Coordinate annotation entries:
>> begin

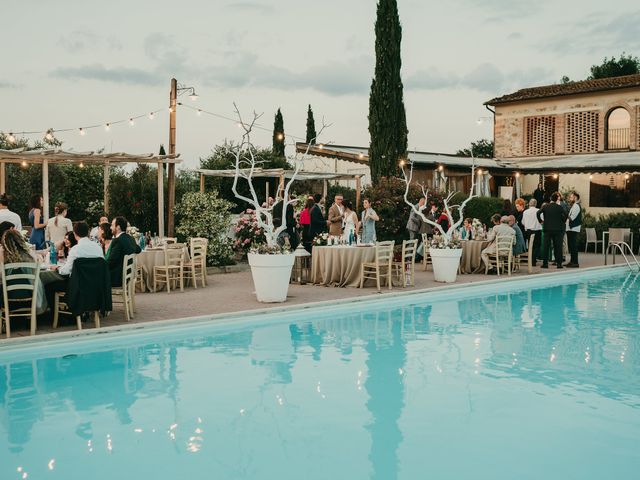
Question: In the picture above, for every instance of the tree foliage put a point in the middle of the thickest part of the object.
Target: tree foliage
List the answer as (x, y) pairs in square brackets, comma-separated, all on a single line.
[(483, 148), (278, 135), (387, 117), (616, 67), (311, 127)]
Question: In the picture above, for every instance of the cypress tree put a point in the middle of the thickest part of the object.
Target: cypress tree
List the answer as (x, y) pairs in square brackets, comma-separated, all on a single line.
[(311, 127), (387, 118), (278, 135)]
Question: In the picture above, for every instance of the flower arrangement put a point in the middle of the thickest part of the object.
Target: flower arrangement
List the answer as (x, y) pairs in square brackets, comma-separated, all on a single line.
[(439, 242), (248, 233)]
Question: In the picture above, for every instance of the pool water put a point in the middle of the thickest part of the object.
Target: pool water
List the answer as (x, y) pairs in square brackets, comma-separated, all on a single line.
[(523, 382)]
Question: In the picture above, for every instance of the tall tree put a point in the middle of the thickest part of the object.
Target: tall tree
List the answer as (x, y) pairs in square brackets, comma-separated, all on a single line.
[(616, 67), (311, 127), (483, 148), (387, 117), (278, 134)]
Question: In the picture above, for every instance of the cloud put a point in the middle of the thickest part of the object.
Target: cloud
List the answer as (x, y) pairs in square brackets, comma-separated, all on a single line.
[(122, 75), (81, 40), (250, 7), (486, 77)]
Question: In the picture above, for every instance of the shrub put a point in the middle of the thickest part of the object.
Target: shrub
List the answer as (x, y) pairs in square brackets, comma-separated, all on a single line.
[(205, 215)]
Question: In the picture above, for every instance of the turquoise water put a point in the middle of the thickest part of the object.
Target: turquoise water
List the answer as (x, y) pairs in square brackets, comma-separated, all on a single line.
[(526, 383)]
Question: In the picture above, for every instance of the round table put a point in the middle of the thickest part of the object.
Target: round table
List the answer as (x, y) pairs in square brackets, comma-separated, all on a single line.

>> end
>> begin

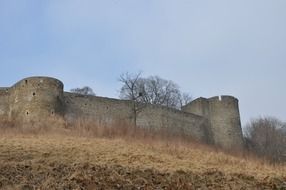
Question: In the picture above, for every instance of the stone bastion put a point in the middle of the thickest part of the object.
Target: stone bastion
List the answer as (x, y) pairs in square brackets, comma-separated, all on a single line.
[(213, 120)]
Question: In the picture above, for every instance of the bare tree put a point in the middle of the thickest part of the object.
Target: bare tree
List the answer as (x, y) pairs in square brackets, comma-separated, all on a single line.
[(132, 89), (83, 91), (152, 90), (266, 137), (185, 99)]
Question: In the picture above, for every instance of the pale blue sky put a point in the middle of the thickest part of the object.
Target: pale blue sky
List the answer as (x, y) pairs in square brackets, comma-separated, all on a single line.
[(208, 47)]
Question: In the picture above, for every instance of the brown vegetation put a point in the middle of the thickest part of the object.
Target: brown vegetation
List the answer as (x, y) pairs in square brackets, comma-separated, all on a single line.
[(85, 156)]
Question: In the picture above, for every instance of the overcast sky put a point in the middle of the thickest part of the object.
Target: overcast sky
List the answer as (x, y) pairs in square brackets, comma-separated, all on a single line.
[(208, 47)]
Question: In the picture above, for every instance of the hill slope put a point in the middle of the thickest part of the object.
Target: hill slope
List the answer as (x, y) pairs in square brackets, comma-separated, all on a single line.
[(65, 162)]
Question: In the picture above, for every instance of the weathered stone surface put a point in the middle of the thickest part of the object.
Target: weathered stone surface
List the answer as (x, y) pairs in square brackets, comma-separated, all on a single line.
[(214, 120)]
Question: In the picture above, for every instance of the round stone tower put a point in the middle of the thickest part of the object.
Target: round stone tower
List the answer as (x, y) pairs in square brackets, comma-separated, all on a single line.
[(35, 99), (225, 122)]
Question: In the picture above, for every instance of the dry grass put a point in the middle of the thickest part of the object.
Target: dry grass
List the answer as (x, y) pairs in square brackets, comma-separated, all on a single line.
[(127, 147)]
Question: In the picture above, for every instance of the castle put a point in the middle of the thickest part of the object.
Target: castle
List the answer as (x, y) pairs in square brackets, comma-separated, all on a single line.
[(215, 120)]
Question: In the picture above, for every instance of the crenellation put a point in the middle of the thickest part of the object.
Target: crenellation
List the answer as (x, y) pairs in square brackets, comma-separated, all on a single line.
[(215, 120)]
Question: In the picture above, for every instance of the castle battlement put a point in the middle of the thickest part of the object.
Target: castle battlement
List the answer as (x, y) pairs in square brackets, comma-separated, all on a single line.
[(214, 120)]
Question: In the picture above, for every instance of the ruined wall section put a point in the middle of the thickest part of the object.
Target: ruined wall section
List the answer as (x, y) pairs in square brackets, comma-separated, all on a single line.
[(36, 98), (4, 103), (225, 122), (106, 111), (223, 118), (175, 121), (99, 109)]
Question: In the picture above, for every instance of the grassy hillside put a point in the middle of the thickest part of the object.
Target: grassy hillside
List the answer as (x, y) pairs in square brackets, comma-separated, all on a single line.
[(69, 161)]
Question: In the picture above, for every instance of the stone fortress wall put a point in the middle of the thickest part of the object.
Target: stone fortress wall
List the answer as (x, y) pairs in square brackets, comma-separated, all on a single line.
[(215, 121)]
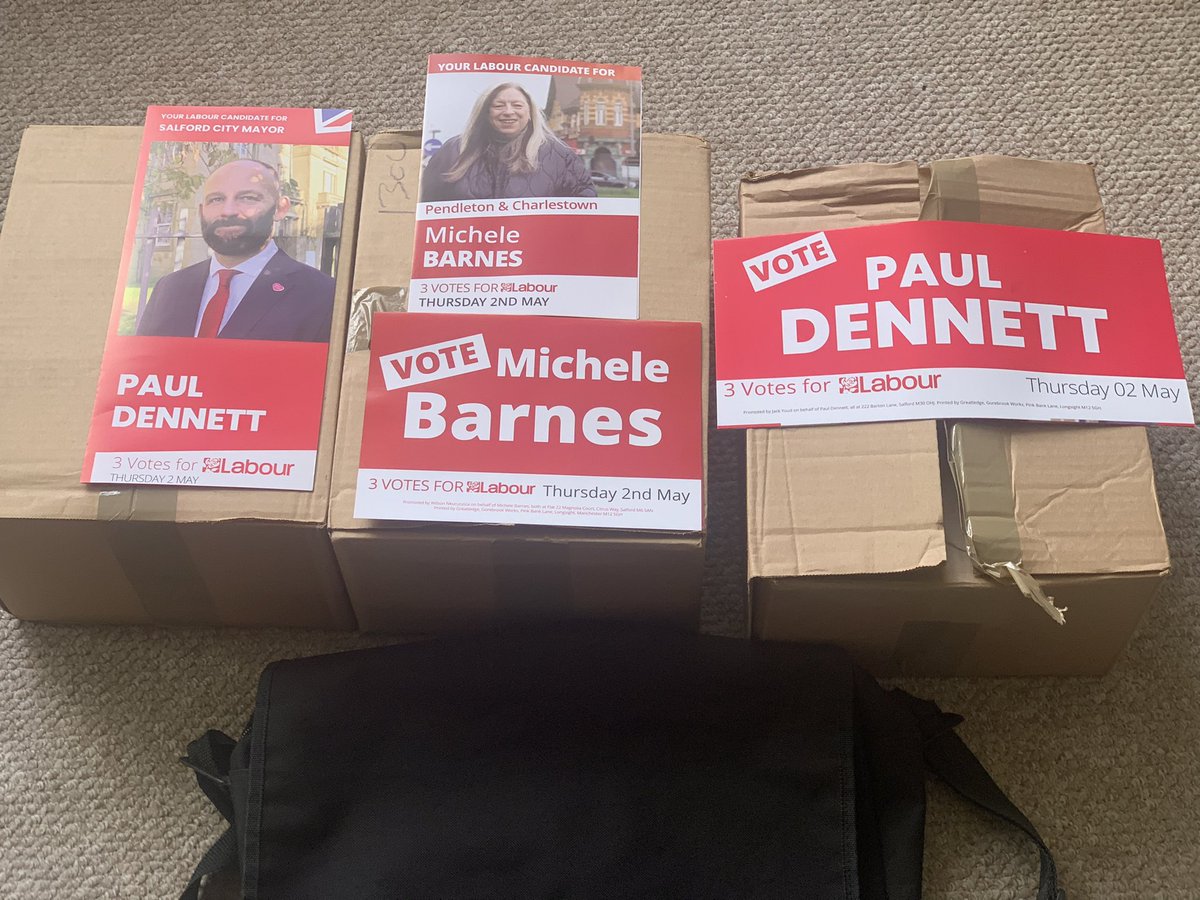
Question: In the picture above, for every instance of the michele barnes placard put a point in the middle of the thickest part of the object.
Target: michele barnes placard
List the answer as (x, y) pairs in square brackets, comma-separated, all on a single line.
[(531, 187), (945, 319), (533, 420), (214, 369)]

>> end
>> begin

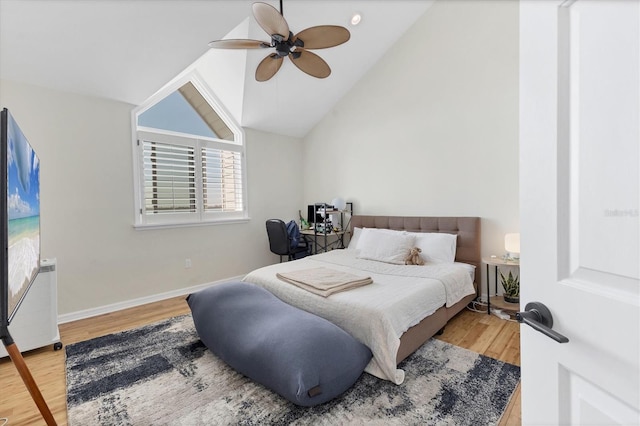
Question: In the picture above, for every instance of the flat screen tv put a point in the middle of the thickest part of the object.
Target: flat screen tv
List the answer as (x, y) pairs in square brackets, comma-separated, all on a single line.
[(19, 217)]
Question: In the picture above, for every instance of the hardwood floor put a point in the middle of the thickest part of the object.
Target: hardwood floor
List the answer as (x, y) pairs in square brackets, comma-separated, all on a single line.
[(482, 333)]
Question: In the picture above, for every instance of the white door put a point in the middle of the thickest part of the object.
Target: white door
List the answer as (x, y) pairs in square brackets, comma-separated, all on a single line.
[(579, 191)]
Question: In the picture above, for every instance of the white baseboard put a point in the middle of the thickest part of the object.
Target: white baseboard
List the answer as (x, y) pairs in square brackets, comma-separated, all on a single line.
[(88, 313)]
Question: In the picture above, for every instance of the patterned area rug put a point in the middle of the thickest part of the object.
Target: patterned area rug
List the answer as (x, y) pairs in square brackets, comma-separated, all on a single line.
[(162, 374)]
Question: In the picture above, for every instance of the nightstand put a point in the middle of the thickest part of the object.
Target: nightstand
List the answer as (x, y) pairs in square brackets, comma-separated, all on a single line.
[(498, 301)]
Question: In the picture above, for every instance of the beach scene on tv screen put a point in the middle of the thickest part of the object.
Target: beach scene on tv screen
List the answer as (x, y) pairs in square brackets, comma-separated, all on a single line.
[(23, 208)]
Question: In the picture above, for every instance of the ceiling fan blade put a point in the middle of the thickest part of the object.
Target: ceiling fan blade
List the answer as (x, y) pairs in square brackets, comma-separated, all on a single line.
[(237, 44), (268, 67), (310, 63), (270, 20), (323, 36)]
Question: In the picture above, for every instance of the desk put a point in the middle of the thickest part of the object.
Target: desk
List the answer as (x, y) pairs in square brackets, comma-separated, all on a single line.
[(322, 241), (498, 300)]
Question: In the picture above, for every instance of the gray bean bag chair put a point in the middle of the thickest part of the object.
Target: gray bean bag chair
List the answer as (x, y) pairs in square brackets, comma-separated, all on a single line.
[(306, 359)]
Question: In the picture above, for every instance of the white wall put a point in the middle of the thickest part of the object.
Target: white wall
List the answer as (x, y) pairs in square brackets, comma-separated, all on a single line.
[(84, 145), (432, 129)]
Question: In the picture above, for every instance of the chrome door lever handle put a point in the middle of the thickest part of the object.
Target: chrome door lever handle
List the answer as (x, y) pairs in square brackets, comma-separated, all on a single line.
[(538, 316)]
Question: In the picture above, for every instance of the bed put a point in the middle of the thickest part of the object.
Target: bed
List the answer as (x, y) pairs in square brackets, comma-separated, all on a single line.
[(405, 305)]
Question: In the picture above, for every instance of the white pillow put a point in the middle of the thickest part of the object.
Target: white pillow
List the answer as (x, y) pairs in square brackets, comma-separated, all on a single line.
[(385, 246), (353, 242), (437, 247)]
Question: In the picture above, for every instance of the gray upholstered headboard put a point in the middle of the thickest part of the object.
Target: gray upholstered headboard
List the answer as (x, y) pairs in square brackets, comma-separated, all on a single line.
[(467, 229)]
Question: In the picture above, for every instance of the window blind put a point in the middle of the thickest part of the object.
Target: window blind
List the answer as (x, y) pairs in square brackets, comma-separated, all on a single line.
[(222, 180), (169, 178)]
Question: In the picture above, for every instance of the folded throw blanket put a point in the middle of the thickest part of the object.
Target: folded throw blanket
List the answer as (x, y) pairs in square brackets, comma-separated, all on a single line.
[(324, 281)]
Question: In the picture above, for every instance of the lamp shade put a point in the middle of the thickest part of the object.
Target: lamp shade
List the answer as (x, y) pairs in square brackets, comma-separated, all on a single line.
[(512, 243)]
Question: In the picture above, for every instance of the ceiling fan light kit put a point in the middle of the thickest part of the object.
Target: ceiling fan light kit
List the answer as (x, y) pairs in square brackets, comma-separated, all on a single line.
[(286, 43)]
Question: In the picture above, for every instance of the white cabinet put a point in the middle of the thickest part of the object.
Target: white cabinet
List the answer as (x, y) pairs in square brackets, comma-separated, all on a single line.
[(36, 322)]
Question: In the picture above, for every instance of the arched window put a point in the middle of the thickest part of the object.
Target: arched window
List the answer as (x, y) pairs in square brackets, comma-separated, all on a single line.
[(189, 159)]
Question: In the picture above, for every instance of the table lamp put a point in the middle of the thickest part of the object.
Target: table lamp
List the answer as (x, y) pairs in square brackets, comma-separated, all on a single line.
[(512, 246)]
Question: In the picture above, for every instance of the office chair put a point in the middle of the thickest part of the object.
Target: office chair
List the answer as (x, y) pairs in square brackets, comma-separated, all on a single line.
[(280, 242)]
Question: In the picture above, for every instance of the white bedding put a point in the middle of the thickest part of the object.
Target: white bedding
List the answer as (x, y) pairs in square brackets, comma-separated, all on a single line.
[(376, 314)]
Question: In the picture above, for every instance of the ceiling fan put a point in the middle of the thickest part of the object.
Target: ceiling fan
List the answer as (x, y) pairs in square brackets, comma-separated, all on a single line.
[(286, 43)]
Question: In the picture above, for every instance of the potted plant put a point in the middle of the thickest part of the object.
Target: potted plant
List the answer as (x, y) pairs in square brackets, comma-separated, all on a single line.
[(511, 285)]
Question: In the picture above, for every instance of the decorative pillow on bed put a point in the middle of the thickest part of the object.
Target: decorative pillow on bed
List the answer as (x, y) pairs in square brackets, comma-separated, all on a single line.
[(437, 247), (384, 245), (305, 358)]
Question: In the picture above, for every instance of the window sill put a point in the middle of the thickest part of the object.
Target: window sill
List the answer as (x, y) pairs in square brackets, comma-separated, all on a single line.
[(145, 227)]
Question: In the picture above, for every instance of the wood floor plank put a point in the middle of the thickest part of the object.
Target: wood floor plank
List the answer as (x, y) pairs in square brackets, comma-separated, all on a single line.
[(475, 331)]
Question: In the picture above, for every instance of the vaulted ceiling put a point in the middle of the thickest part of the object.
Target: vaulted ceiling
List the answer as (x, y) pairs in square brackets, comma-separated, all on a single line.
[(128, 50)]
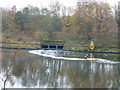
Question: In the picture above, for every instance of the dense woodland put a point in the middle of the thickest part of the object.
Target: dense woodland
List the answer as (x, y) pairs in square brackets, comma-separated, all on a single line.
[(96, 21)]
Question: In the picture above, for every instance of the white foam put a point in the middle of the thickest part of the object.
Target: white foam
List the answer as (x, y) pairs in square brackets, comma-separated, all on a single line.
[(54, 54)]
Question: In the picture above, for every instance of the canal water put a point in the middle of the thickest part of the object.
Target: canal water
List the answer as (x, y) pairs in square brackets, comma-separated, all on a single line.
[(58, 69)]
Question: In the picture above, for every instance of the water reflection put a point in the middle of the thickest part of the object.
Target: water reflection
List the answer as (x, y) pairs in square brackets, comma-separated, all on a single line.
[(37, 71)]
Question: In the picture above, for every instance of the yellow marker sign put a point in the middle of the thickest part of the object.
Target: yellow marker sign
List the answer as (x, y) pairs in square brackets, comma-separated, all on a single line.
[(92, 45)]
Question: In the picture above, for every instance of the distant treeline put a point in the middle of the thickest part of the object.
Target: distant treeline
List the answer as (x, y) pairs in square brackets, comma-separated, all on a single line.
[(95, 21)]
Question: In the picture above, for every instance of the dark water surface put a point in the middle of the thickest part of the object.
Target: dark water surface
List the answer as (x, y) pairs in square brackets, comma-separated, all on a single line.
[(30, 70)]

>> end

Gather every line above that contains the string "cloud". Treat uppercase and lowercase letters as different.

Question: In the picture above, for every instance of the cloud put a point in the middle of the thickest part of the object.
Target: cloud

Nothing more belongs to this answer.